Output exactly the lines from the first line of the records below through the line containing "the dried pink", both included, leaving out any pictures.

++++ Extracted data

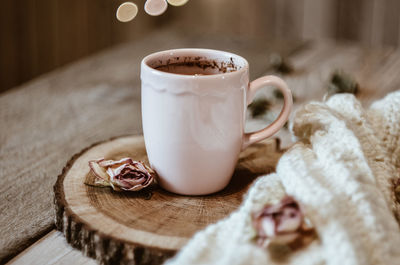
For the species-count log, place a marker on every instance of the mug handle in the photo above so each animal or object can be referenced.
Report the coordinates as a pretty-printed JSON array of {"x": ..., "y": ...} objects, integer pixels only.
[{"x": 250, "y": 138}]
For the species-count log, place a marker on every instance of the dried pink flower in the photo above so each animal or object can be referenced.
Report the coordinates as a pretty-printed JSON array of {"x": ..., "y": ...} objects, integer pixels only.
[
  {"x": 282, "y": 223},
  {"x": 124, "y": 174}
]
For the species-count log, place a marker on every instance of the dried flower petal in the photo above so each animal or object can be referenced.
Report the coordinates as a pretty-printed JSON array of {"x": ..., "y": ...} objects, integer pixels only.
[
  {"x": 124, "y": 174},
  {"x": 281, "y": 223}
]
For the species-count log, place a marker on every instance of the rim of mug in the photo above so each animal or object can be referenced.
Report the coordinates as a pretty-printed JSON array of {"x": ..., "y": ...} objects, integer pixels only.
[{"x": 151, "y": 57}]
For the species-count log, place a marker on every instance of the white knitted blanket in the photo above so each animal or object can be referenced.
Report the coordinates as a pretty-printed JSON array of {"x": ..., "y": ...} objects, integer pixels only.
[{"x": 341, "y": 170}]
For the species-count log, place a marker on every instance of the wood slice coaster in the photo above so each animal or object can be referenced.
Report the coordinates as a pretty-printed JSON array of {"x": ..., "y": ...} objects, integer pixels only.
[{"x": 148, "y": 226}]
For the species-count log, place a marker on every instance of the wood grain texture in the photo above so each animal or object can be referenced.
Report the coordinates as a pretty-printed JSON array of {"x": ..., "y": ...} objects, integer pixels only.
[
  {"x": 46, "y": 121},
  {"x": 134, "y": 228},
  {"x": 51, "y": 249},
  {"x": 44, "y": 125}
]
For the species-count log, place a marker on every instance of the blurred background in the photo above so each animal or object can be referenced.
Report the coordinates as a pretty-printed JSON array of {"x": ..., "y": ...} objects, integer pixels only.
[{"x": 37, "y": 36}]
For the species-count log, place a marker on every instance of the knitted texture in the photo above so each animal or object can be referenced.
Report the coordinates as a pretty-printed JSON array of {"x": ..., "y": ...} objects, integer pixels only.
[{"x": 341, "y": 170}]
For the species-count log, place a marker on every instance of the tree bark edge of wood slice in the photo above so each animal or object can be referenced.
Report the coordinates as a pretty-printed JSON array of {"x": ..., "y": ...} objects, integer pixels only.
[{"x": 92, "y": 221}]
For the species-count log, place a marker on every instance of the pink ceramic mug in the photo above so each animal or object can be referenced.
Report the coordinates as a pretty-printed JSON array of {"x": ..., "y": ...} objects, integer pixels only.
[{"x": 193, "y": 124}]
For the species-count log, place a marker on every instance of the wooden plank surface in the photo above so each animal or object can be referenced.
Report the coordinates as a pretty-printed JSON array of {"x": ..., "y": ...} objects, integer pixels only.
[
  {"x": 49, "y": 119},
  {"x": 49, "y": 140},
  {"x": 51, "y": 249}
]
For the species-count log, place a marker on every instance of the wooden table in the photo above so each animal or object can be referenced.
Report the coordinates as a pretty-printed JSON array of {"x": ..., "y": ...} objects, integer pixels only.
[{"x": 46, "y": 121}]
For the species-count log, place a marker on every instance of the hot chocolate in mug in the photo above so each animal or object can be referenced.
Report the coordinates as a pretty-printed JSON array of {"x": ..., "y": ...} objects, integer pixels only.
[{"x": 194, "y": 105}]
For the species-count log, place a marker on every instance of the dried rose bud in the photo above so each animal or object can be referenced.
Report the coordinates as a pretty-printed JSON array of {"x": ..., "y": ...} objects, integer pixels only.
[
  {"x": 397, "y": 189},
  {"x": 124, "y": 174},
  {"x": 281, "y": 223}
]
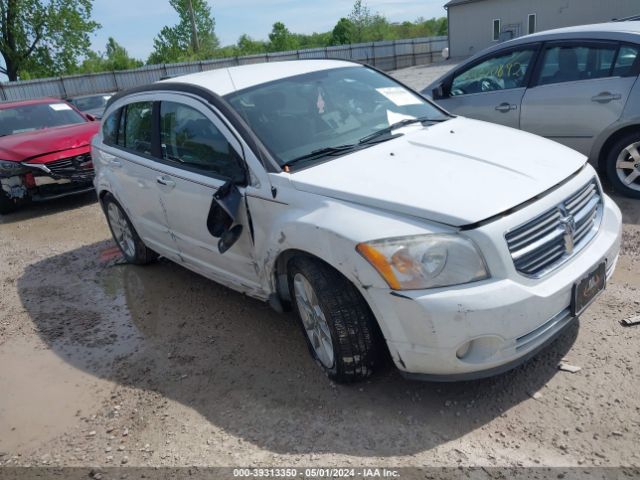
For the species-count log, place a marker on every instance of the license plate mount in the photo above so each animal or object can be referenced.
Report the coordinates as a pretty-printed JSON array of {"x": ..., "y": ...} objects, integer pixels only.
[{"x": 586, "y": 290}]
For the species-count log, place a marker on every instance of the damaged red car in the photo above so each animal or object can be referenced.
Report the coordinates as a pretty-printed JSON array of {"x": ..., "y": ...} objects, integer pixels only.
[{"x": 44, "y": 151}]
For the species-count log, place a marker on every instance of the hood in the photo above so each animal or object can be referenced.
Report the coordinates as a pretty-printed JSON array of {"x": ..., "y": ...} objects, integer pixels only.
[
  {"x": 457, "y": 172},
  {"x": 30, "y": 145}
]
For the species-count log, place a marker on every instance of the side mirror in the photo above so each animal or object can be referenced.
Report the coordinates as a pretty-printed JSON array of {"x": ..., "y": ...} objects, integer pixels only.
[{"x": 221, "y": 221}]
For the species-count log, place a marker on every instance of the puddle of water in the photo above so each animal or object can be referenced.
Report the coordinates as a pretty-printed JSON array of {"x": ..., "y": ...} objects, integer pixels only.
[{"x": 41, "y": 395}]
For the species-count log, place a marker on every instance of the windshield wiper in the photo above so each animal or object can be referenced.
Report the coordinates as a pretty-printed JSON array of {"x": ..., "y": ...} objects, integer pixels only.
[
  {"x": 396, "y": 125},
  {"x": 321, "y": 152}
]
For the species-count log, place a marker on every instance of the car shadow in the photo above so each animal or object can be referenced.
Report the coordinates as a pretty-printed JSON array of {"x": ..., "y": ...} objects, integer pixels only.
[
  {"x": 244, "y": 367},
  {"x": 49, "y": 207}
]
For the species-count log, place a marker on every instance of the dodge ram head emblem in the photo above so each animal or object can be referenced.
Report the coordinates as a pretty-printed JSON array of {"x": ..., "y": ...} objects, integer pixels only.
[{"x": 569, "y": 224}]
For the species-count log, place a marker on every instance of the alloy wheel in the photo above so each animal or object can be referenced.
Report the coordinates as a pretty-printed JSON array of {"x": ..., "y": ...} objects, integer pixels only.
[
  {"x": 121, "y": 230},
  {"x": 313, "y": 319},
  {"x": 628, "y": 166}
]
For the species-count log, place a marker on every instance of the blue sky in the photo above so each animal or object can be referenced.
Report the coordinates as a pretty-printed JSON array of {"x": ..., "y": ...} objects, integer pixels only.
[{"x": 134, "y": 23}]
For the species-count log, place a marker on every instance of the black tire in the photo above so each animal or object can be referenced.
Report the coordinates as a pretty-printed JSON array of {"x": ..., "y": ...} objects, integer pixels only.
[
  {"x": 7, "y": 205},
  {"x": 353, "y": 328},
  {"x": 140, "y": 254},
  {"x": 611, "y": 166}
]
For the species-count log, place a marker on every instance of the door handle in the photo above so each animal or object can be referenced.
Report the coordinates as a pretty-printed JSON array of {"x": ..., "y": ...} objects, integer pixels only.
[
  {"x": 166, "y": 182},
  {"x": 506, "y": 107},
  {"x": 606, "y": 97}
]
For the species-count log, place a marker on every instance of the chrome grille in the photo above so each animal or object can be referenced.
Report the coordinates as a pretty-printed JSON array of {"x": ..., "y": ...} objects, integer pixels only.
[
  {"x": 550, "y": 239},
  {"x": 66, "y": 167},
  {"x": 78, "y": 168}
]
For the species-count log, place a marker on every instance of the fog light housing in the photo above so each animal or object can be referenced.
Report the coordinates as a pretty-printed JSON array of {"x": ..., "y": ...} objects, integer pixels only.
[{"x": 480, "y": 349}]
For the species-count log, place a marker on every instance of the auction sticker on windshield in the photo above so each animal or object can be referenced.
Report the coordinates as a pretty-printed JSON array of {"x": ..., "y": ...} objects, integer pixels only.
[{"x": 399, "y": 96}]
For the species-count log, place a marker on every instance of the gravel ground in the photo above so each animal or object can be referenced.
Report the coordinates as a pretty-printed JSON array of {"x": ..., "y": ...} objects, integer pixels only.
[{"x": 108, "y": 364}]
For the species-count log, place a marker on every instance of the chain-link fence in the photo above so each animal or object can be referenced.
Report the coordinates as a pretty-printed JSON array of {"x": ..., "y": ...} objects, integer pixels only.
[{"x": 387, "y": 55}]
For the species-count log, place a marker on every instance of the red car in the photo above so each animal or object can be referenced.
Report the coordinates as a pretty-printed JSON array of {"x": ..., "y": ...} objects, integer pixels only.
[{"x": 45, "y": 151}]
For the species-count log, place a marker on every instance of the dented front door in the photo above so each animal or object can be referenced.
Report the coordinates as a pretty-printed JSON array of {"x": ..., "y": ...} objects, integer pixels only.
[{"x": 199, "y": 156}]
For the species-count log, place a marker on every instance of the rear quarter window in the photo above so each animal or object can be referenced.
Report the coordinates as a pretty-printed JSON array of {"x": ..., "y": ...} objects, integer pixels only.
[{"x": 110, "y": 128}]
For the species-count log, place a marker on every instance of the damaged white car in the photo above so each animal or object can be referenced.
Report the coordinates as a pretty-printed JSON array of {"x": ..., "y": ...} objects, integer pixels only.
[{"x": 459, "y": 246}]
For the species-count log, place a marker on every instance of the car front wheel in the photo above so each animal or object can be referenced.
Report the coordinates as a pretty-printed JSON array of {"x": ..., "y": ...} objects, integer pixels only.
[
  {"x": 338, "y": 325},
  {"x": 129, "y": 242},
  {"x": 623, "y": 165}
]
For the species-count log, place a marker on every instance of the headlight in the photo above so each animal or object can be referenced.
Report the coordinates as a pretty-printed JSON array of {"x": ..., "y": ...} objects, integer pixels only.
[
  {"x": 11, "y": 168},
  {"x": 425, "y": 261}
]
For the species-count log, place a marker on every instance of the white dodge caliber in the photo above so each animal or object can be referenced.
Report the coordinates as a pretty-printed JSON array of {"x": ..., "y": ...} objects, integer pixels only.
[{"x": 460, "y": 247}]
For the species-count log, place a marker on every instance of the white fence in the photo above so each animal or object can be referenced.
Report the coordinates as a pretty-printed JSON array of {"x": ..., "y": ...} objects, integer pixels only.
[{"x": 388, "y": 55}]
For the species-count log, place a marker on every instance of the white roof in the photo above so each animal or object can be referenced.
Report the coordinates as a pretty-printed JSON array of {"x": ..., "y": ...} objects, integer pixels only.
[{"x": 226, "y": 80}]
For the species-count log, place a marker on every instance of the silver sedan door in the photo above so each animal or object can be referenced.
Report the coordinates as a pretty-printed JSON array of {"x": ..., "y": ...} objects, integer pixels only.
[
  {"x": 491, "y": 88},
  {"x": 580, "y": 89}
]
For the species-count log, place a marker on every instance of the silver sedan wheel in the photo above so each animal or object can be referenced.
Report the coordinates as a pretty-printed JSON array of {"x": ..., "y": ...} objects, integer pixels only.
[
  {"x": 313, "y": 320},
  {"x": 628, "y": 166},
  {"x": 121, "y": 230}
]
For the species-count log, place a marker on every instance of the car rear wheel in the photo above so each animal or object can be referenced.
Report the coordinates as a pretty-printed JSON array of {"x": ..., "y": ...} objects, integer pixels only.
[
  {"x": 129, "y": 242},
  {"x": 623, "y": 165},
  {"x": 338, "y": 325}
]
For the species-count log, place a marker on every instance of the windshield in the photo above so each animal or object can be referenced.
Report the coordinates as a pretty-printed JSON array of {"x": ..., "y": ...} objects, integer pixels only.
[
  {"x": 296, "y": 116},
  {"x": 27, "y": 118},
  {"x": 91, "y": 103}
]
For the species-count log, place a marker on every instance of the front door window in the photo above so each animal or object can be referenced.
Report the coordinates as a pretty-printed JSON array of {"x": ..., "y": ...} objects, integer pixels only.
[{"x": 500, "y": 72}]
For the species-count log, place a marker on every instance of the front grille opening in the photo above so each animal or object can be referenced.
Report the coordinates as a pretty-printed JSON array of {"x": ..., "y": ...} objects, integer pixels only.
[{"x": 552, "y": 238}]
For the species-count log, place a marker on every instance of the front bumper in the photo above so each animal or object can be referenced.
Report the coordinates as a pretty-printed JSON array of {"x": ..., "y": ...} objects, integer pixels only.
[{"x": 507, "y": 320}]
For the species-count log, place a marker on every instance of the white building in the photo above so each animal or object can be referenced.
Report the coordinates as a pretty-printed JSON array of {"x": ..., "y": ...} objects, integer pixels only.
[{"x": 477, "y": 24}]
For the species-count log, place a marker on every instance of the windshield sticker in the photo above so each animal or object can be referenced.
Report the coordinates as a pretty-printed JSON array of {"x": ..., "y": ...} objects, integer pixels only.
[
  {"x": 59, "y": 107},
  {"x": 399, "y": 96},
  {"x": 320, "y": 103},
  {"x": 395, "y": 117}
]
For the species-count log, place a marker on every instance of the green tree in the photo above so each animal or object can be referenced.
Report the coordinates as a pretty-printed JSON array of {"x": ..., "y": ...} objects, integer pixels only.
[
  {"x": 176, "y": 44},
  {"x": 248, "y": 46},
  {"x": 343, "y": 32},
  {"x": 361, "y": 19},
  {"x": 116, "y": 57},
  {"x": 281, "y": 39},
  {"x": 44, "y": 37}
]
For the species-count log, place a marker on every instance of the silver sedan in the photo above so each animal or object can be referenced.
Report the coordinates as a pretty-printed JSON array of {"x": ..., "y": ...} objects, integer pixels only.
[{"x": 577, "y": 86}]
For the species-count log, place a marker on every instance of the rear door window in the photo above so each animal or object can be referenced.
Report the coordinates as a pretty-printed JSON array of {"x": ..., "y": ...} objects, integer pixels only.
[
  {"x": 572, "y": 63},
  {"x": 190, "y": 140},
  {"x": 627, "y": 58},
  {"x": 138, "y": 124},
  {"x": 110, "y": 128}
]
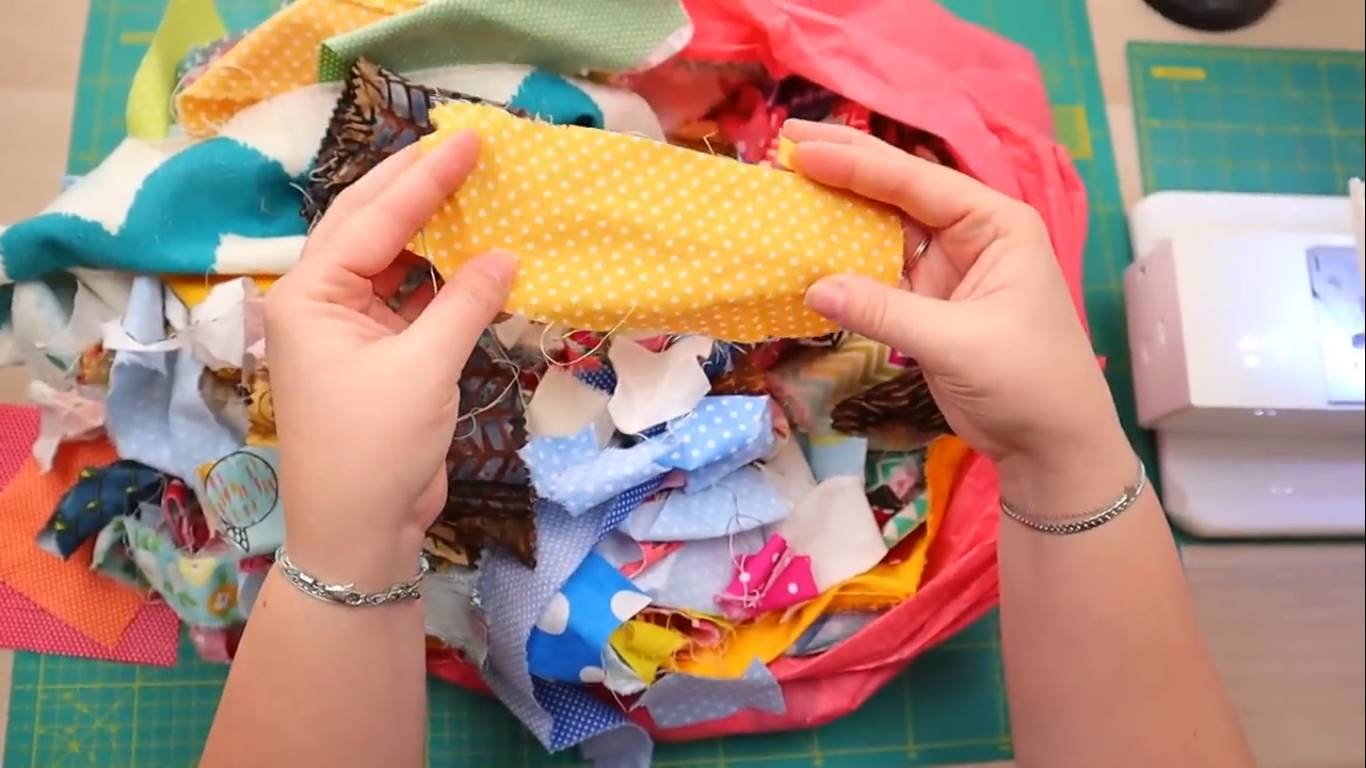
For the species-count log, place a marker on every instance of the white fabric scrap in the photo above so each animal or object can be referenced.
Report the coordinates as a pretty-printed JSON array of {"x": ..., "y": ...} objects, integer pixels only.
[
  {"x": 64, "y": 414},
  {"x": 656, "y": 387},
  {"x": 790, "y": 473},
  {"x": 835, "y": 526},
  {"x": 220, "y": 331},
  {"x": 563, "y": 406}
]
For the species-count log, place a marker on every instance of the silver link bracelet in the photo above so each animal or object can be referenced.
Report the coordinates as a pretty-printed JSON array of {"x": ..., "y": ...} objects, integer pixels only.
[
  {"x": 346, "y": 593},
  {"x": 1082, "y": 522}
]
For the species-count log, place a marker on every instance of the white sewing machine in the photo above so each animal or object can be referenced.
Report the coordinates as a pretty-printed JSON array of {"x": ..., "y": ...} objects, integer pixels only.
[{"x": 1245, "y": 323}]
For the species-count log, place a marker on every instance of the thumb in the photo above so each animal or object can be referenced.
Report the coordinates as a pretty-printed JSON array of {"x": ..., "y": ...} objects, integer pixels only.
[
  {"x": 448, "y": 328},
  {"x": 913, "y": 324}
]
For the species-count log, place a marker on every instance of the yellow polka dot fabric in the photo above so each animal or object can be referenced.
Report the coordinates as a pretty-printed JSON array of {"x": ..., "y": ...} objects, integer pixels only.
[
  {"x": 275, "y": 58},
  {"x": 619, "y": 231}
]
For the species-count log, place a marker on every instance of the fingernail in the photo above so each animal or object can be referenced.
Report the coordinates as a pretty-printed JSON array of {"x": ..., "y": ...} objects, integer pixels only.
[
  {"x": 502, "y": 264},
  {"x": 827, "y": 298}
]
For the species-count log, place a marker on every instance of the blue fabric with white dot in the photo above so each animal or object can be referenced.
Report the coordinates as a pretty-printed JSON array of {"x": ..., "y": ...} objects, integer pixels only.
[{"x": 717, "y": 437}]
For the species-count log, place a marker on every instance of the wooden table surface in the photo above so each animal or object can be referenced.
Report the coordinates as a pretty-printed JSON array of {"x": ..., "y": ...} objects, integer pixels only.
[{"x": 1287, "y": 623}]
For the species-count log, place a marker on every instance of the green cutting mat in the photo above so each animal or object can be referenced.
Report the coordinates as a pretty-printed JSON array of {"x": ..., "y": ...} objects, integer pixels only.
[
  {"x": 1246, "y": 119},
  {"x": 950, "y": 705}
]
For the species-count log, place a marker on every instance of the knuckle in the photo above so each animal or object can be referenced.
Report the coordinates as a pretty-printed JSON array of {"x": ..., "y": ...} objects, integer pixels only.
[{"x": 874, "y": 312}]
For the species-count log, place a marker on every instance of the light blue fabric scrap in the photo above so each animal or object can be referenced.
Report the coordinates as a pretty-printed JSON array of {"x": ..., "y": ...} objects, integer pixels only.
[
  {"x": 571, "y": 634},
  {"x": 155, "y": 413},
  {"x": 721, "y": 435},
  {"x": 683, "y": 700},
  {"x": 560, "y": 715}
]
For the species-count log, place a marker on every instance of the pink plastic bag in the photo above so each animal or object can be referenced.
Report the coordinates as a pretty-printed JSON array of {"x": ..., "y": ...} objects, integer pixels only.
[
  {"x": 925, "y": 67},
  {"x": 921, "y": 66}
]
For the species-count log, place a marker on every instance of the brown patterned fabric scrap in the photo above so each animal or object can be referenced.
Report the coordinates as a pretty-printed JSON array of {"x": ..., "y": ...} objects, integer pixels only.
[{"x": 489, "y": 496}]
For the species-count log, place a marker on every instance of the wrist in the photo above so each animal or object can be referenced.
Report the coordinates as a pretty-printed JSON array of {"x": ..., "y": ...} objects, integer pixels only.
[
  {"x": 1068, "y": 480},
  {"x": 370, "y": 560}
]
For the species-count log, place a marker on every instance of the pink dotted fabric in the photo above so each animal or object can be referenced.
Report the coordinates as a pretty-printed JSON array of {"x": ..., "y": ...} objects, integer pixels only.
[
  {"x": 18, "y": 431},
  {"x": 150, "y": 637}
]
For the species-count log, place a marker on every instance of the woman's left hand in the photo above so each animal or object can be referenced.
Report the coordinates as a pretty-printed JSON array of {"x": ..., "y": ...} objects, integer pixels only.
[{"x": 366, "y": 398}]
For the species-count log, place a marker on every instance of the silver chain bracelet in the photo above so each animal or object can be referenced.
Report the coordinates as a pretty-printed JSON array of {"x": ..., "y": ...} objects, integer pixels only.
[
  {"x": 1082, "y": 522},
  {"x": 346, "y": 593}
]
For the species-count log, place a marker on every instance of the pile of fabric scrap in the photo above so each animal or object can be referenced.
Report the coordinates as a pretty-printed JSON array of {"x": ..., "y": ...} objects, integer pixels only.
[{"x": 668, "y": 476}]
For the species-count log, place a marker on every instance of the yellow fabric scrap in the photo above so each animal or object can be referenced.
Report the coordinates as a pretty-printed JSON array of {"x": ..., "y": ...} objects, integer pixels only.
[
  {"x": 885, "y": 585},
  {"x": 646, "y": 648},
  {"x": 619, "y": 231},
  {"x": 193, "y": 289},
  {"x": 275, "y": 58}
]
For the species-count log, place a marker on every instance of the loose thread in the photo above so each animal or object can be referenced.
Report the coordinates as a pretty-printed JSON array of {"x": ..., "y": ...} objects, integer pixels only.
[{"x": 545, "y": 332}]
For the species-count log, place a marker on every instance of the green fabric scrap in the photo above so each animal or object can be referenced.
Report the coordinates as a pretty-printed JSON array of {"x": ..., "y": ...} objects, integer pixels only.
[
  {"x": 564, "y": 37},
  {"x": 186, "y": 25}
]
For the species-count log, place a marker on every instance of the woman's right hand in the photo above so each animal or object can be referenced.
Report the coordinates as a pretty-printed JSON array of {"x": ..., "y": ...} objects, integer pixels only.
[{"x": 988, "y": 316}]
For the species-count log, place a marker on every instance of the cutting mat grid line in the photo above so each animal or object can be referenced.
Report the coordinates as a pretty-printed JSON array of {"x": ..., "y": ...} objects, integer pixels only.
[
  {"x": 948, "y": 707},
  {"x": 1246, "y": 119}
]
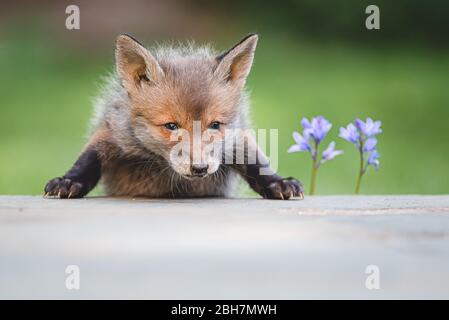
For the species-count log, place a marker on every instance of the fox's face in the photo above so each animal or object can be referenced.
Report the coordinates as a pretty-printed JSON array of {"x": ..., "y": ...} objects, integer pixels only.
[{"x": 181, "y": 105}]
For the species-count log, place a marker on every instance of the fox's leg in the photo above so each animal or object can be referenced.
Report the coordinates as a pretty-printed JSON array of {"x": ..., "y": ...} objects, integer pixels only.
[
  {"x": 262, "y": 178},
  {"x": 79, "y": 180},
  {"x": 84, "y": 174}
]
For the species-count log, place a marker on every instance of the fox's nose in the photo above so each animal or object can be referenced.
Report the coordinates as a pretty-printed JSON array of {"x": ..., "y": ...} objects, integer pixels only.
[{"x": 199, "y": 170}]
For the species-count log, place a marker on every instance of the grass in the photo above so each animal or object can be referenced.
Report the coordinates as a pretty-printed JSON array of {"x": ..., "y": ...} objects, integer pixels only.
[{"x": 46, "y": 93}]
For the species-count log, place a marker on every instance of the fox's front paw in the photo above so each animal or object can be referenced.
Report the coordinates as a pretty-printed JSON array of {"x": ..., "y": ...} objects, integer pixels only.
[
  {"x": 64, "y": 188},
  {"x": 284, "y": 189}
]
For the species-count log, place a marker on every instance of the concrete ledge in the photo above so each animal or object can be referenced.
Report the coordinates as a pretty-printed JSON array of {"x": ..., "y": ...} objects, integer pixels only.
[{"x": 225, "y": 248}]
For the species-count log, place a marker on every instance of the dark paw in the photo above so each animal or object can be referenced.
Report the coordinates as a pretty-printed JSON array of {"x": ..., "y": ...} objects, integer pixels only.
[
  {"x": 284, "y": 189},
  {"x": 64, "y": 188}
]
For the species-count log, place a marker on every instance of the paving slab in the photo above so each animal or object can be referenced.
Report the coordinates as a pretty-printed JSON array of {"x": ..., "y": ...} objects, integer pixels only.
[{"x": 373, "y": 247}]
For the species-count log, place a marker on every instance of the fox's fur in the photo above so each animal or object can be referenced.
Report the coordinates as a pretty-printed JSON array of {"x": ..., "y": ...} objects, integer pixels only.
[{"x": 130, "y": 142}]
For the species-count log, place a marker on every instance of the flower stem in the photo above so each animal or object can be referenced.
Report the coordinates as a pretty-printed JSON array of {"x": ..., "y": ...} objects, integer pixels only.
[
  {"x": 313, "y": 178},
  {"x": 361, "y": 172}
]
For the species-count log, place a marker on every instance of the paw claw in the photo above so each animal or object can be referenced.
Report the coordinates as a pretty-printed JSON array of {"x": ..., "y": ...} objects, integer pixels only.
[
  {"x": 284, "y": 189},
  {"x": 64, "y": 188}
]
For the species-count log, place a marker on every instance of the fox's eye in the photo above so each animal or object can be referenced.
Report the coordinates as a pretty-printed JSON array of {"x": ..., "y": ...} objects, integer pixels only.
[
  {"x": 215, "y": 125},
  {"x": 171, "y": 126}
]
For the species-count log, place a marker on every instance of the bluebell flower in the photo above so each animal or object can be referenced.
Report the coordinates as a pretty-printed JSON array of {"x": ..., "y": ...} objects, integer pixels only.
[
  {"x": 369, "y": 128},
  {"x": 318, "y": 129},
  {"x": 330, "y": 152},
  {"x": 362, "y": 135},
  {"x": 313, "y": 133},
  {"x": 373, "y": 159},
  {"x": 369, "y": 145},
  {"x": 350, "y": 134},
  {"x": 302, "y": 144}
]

++++++++

Completed exercise —
For the species-count log, place a marker on every instance of the mug handle in the photo above so each animal or object can be referenced.
Report the coordinates as a pretty-printed JSON array of {"x": ..., "y": ...} objects, integer pixels only.
[{"x": 250, "y": 138}]
For the species-count log, place a marker on every instance of the dried pink flower in the photo above so each animal or object can be referenced.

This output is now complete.